(Excerpts of location labeling data)
++++++++++++++++++++

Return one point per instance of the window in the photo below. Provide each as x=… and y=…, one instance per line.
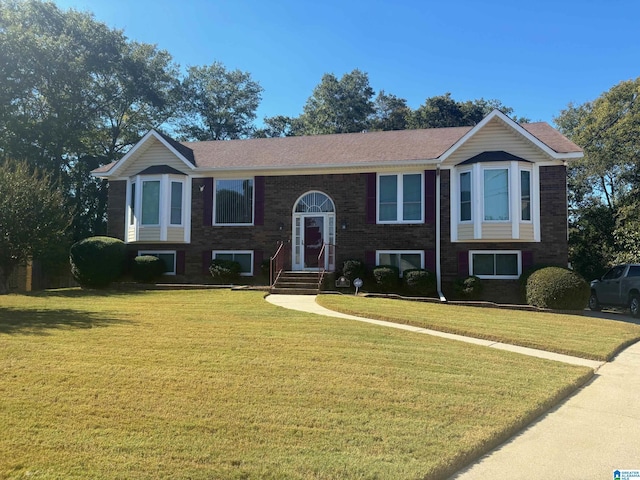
x=243, y=257
x=496, y=194
x=168, y=257
x=403, y=259
x=465, y=196
x=150, y=202
x=495, y=264
x=400, y=198
x=234, y=202
x=525, y=195
x=176, y=203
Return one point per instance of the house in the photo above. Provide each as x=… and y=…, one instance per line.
x=488, y=200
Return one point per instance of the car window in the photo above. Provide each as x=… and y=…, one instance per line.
x=614, y=273
x=634, y=271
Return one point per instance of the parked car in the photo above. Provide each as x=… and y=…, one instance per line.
x=619, y=287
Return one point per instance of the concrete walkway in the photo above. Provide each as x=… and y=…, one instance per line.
x=588, y=436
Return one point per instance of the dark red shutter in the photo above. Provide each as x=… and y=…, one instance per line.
x=180, y=261
x=371, y=198
x=430, y=196
x=258, y=215
x=207, y=202
x=370, y=259
x=206, y=261
x=463, y=264
x=527, y=260
x=430, y=260
x=258, y=257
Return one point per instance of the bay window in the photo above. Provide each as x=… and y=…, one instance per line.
x=400, y=198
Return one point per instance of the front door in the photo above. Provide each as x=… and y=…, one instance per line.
x=312, y=239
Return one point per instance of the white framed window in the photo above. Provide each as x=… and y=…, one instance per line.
x=403, y=259
x=243, y=257
x=400, y=198
x=495, y=264
x=496, y=194
x=233, y=201
x=465, y=197
x=167, y=256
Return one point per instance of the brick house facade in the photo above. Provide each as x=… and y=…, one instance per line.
x=378, y=197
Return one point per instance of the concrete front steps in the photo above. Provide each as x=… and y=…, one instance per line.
x=297, y=283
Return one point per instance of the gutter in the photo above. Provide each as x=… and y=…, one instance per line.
x=438, y=268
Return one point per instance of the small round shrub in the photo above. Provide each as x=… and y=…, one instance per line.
x=353, y=269
x=386, y=277
x=420, y=281
x=225, y=271
x=470, y=287
x=147, y=268
x=559, y=288
x=97, y=261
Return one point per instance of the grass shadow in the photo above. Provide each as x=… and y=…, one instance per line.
x=39, y=322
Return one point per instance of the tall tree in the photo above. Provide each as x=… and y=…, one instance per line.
x=218, y=104
x=608, y=178
x=33, y=217
x=77, y=95
x=339, y=106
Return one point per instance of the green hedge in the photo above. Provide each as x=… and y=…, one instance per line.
x=558, y=288
x=97, y=261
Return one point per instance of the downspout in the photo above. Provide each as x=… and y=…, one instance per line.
x=438, y=269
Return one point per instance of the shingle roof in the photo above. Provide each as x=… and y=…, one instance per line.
x=349, y=149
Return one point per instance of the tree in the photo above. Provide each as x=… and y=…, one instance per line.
x=218, y=104
x=391, y=113
x=607, y=180
x=33, y=217
x=76, y=94
x=339, y=106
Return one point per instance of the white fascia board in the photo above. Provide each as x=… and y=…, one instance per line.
x=151, y=133
x=515, y=126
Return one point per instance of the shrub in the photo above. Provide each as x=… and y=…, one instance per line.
x=470, y=287
x=353, y=269
x=97, y=261
x=147, y=268
x=386, y=277
x=556, y=287
x=225, y=271
x=420, y=281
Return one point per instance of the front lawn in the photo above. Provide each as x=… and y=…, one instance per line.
x=218, y=384
x=577, y=335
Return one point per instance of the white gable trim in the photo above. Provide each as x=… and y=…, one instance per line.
x=517, y=128
x=131, y=153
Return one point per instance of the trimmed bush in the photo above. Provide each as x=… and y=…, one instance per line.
x=147, y=268
x=386, y=277
x=225, y=271
x=469, y=288
x=353, y=269
x=97, y=261
x=558, y=288
x=420, y=281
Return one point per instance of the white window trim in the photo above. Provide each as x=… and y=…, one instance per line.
x=165, y=252
x=214, y=221
x=477, y=199
x=494, y=252
x=244, y=252
x=135, y=222
x=400, y=252
x=399, y=199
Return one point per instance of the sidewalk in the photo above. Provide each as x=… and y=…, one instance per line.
x=587, y=437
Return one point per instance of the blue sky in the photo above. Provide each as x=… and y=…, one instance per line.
x=533, y=56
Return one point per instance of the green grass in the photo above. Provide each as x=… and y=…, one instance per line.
x=577, y=335
x=219, y=384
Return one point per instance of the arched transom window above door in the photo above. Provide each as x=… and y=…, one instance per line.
x=314, y=202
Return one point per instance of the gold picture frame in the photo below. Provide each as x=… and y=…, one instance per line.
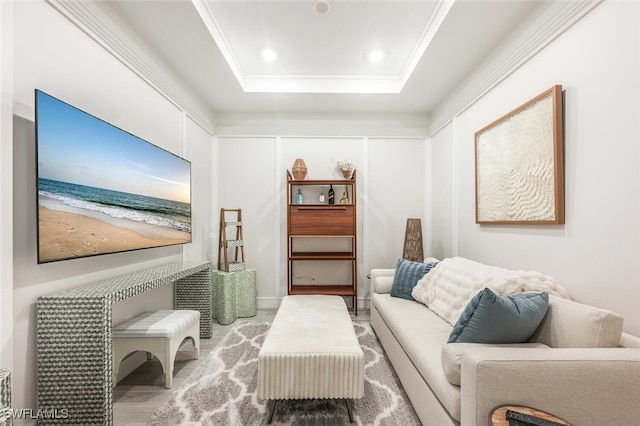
x=519, y=161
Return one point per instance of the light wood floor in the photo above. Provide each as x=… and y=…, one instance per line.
x=138, y=395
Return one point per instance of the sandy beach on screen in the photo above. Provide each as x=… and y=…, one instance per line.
x=66, y=235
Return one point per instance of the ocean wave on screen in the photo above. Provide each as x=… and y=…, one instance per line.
x=120, y=212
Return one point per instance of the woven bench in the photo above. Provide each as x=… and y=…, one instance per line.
x=158, y=333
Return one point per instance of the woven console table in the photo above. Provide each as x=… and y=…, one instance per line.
x=75, y=355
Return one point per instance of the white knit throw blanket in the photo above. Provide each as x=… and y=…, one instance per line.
x=449, y=287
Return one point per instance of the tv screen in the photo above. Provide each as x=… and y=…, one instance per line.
x=103, y=190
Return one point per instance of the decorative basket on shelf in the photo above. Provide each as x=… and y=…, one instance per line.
x=346, y=167
x=299, y=169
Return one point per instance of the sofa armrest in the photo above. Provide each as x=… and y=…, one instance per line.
x=381, y=280
x=581, y=386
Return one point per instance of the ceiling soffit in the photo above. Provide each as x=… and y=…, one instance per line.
x=328, y=53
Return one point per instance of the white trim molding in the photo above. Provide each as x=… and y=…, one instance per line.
x=554, y=21
x=97, y=25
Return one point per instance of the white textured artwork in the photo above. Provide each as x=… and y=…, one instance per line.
x=516, y=169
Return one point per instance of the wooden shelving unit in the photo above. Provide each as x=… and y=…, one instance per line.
x=329, y=231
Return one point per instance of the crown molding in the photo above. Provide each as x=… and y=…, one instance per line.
x=322, y=125
x=97, y=25
x=554, y=21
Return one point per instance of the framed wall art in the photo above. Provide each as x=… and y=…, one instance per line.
x=520, y=164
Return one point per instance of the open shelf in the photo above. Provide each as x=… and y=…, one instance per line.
x=322, y=232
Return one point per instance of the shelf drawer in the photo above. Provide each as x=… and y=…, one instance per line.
x=322, y=220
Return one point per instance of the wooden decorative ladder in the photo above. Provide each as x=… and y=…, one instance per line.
x=226, y=244
x=413, y=241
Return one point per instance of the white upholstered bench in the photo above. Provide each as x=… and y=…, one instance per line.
x=158, y=333
x=311, y=352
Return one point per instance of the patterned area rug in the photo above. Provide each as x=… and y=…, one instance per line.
x=222, y=389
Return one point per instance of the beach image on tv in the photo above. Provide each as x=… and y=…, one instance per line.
x=103, y=190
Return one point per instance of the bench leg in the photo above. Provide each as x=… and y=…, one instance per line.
x=271, y=406
x=349, y=403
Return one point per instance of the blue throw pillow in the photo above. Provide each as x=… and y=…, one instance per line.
x=492, y=318
x=407, y=276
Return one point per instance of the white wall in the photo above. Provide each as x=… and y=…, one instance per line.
x=391, y=188
x=595, y=254
x=54, y=55
x=6, y=184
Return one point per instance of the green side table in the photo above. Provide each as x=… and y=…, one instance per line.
x=234, y=295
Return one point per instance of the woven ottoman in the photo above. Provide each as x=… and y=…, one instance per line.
x=311, y=352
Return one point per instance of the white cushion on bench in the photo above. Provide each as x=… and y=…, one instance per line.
x=165, y=323
x=158, y=333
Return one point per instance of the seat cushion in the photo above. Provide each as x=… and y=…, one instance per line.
x=421, y=334
x=165, y=323
x=570, y=324
x=452, y=356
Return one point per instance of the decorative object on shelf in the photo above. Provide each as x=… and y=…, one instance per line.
x=235, y=243
x=413, y=241
x=299, y=169
x=322, y=239
x=519, y=164
x=345, y=198
x=346, y=167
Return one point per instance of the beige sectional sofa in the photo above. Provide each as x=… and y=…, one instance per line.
x=578, y=365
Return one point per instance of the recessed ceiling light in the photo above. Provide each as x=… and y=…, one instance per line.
x=375, y=55
x=322, y=7
x=269, y=55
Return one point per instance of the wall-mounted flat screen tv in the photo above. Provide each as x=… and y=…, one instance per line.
x=103, y=190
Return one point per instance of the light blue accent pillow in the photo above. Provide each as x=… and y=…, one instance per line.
x=406, y=277
x=492, y=318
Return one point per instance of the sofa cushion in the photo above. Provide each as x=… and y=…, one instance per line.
x=492, y=318
x=455, y=281
x=421, y=333
x=407, y=275
x=451, y=356
x=571, y=324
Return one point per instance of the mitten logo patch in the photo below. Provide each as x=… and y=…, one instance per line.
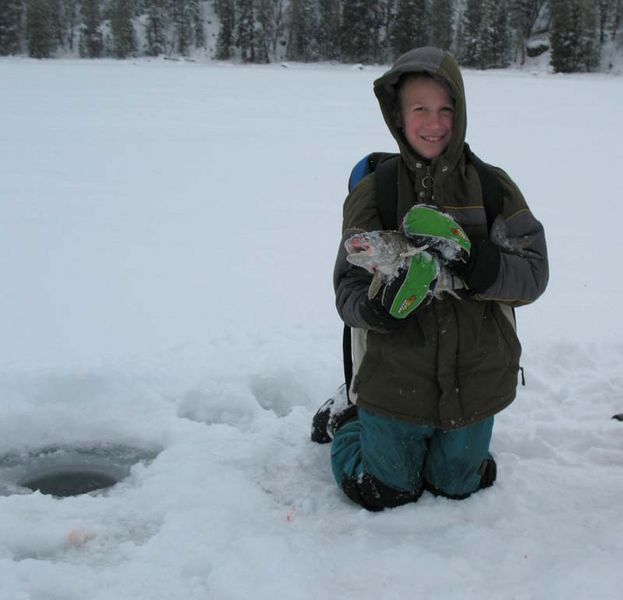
x=407, y=303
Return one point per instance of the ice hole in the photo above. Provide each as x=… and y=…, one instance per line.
x=64, y=472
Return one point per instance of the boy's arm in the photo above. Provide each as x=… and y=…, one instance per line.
x=511, y=266
x=351, y=283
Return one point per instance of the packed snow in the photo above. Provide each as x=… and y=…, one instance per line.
x=168, y=237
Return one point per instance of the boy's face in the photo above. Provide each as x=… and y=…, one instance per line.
x=427, y=114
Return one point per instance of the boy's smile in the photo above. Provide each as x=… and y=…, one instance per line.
x=427, y=114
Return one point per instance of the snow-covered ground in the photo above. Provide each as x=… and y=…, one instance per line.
x=167, y=240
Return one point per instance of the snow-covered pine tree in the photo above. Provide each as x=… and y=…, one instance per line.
x=495, y=47
x=180, y=12
x=523, y=17
x=91, y=37
x=328, y=29
x=39, y=28
x=484, y=40
x=122, y=29
x=303, y=26
x=470, y=43
x=225, y=11
x=441, y=23
x=573, y=35
x=11, y=15
x=360, y=26
x=265, y=26
x=410, y=27
x=155, y=27
x=245, y=30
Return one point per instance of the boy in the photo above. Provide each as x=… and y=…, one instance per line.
x=430, y=373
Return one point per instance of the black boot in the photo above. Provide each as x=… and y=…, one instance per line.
x=332, y=415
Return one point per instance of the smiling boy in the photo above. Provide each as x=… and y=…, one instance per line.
x=427, y=382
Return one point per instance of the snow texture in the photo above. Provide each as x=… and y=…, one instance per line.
x=168, y=237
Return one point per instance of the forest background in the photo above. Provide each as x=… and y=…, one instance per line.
x=571, y=35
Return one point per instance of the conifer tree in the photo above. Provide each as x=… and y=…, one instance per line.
x=225, y=41
x=181, y=18
x=573, y=35
x=410, y=28
x=303, y=42
x=155, y=28
x=360, y=31
x=484, y=42
x=265, y=27
x=122, y=29
x=245, y=30
x=523, y=17
x=441, y=23
x=328, y=29
x=470, y=42
x=91, y=37
x=39, y=28
x=11, y=15
x=494, y=49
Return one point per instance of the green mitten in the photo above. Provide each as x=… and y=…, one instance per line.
x=406, y=292
x=444, y=236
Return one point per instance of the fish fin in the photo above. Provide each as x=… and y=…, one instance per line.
x=375, y=285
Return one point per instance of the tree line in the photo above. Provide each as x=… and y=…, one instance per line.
x=481, y=33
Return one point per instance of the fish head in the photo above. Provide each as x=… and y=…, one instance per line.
x=376, y=250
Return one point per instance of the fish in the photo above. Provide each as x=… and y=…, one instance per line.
x=385, y=253
x=519, y=246
x=382, y=253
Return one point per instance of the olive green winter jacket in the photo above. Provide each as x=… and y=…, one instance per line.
x=455, y=360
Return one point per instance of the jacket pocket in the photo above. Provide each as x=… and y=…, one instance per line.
x=507, y=334
x=369, y=361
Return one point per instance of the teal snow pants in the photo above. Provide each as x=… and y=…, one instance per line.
x=381, y=462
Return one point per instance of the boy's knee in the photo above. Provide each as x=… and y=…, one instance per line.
x=371, y=493
x=464, y=485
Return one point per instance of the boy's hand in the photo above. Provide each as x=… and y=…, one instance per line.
x=426, y=225
x=406, y=292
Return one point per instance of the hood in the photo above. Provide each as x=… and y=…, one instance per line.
x=440, y=64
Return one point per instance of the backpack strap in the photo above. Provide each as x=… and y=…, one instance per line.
x=386, y=190
x=492, y=192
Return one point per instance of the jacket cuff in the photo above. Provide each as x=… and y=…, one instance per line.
x=375, y=315
x=482, y=268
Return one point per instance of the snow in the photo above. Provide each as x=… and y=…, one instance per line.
x=168, y=237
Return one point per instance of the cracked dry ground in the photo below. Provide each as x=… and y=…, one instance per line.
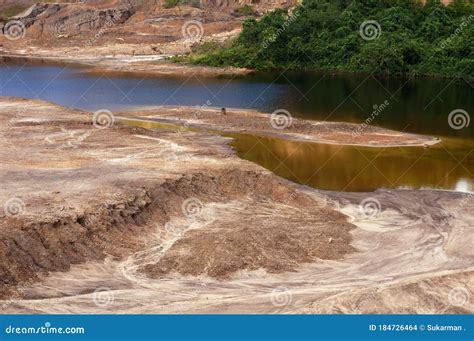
x=106, y=208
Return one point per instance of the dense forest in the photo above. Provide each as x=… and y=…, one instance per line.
x=386, y=37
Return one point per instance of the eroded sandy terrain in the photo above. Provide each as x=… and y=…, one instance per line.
x=124, y=219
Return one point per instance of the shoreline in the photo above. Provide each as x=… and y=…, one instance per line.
x=244, y=121
x=157, y=213
x=128, y=65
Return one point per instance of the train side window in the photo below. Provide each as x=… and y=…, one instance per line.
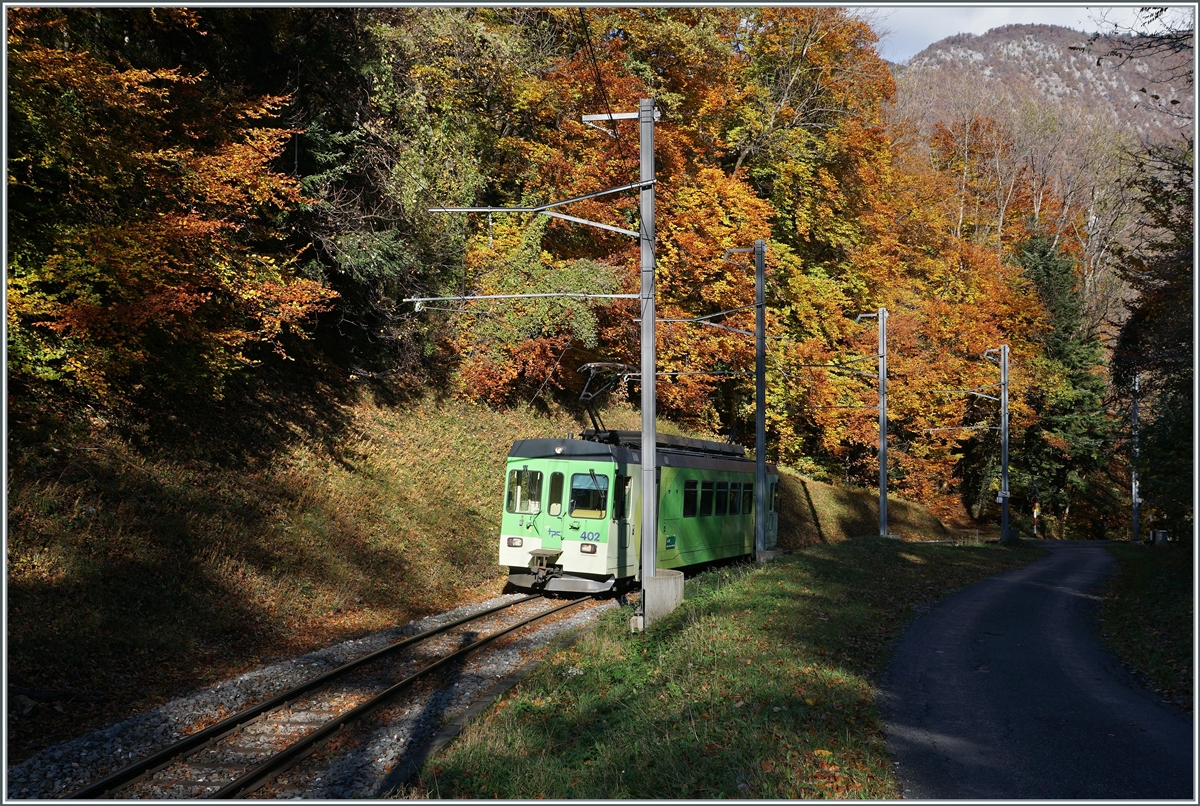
x=525, y=491
x=589, y=495
x=621, y=497
x=555, y=503
x=689, y=499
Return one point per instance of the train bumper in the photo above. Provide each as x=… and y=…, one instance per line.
x=565, y=583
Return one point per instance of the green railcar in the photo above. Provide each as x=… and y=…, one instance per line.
x=573, y=513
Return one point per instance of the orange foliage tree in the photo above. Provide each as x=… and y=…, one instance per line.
x=145, y=221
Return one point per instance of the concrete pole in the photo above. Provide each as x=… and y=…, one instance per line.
x=1005, y=537
x=1137, y=498
x=883, y=421
x=649, y=435
x=760, y=388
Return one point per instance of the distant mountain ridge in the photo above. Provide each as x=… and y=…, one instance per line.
x=1042, y=56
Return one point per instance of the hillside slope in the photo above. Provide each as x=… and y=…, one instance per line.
x=1042, y=56
x=162, y=575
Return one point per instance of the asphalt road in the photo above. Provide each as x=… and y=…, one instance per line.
x=1005, y=691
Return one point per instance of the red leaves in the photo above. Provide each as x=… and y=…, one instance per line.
x=157, y=235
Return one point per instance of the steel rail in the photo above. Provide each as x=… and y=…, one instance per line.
x=285, y=759
x=186, y=746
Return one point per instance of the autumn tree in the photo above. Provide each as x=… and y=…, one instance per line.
x=148, y=227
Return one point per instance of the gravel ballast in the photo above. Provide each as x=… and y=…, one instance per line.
x=65, y=768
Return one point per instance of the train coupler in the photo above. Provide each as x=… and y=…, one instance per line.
x=544, y=567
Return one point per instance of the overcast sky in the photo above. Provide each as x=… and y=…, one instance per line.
x=907, y=30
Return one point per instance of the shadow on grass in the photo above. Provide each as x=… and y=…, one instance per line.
x=757, y=686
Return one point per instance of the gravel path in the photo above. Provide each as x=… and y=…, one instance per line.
x=67, y=767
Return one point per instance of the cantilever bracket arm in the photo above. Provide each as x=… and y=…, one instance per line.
x=545, y=209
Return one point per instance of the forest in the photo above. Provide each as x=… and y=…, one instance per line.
x=216, y=214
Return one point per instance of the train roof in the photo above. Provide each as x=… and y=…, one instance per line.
x=670, y=453
x=633, y=440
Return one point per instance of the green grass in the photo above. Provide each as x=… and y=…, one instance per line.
x=167, y=567
x=760, y=685
x=819, y=513
x=1147, y=618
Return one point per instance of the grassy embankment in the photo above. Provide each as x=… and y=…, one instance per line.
x=1149, y=617
x=759, y=686
x=136, y=575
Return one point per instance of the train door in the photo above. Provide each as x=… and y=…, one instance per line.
x=622, y=548
x=555, y=515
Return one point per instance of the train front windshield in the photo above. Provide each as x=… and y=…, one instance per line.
x=589, y=495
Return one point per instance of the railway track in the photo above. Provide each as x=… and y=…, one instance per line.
x=300, y=732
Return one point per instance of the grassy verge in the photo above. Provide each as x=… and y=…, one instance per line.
x=757, y=686
x=1149, y=617
x=135, y=575
x=819, y=513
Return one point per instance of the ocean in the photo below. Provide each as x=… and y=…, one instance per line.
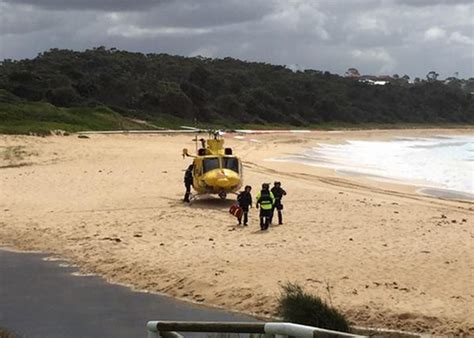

++++++++++++++++++++

Instructions to follow:
Starting at the first entry and ending at the line containing "x=438, y=268", put the entries into a two-column CSV with the headers "prompt" and "points", one row per entry. Quote each field, turn line breaks into spaces, and leave the pictures out.

Written response:
prompt,points
"Return one point per instance of the window in the photo below. Provide each as x=… and y=…, one instance per line.","x=243, y=257 x=496, y=194 x=168, y=257 x=403, y=259 x=465, y=196 x=150, y=202 x=495, y=264 x=400, y=198 x=234, y=202 x=525, y=195 x=176, y=203"
"Return one point per instance of the house in the photo above. Provide each as x=… and y=…, one instance per line.","x=488, y=200"
"Return one point per instance of the car window in the photo above. Provide each as x=… and y=…, one instance per line.","x=614, y=273 x=634, y=271"
"Return one point per instance of the parked car in the photo above. Provide each as x=… and y=…, one instance per line.","x=619, y=287"
"Return one point per instance of the concrete walkway in the photo above. Provide each as x=… and y=…, one instance per line.","x=588, y=436"
"Return one point per instance of the dark red shutter in the photo above. Provide each as x=… and y=…, one instance per line.","x=180, y=261 x=371, y=198 x=430, y=196 x=258, y=215 x=207, y=202 x=370, y=259 x=206, y=261 x=463, y=264 x=527, y=260 x=430, y=260 x=258, y=257"
"Return one point per instance of the bay window in the photo above. Provide each as x=… and y=…, one instance per line.","x=400, y=198"
"Return one point per instance of the front door in the photo above. Provide each as x=… and y=…, one instance per line.","x=312, y=239"
"Return one point per instance of the white framed window in the photo above. Provide each as x=… and y=…, one instance per line.","x=403, y=259 x=243, y=257 x=400, y=198 x=495, y=264 x=496, y=194 x=233, y=201 x=465, y=197 x=167, y=256"
"Return one point per instance of the brick house facade in the photo above. Provide each as x=… and y=…, one instance per line.","x=378, y=197"
"Return one point per instance of the concrete front steps in the photo above. Provide each as x=… and y=…, one instance per line.","x=297, y=283"
"Return one point per instance of the gutter in the photo above. Provide each as x=… and y=…, one instance per line.","x=438, y=268"